_ACTION ITEM_
Please answer from the forum thread: what kind of integration times does the current implementation of HMC in Stan use?

_READING PASSAGE_
[Start of Attachment]
I will mark my own answer as the answer. Feel free to delete this thread, otherwise I would leave it open as a thought process.

2 Likes

We prefer not to delete threads.

For understanding this material, the best resource I’ve found is:

Rosenthal’s book (A First Course in Rigorous Probability Theory or something like that) has more detail and is also highly accessible (compared to the alternatives).

Recurrence is a subtle topic on continuous state spaces, and so one typically focuses instead on demonstrating \phi-irreducibility, aperiodicity, and stationarity. See for example Theorem 4 of https://projecteuclid.org/euclid.ps/1099928648.

Demonstrating these results for an implementation of HMC is tricky and depends on the particular details of one’s implementation. For example the current implementation of HMC in Stan uses dynamic integration times and samples states from the entire discrete trajectory instead of just proposing the final point in a Metropolis step.

For this implementation we get

  • Aperiodicity because the probability of sampling the initial state from any numerical trajectory is non-zero by construction.
  • \phi-irreducibility requires much more than the momenta distribution being supported over all of \mathbb{R}^{N}. In particular we need the momenta to be able to average out over the gaps in the discrete leapfrog integrator. Because the probability of sampling a trajectory of length L = 1 is non-zero for our implementation we co-op results from Langevin Monte Carlo, https://projecteuclid.org/euclid.bj/1178291835, or we can just use the result from Durmus et al. See Section 5.1 of https://arxiv.org/abs/1601.08057 of more discussion.
  • Stationarity is proved in the appendix of https://arxiv.org/abs/1701.02434, first for chains with static integration times then for appropriate dynamic methods.

That said, these three conditions guarantee only asymptotic convergence which says nothing about how the chains will behave for finite times, which is what we really care about in practice. To get finite-time guarantees we need a central limit theorem which typically requires geometric ergodicity and minorization conditions. These are much harder to prove but we can identify obstructions which we can then turn into diagnostics as discussed in https://arxiv.org/abs/1601.08057. In particular, this is one way of motivating the divergences that we all know and love.
[End of Attachment]
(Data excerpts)
[Start of Attachment]
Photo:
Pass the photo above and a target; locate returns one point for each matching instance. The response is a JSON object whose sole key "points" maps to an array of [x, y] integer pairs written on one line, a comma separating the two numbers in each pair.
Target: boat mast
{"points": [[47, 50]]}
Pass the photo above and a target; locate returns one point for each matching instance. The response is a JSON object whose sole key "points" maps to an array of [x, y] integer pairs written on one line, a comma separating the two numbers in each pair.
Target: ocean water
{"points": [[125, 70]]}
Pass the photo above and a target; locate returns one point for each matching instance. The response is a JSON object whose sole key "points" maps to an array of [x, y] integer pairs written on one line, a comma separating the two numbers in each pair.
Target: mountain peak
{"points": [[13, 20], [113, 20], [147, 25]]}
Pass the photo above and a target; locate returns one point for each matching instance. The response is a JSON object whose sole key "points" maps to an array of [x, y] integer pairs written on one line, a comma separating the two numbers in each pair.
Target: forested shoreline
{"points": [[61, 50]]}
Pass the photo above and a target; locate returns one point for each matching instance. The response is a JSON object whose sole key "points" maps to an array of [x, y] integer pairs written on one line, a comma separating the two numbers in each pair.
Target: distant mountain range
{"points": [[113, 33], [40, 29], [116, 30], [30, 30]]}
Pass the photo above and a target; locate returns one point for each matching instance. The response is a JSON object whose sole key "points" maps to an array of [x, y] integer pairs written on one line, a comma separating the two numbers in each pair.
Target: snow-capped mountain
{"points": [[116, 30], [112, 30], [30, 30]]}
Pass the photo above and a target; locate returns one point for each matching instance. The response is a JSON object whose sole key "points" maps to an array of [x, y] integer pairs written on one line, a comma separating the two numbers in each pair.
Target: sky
[End of Attachment]
_EXPECTED OUTPUT_
Dynamic integration times.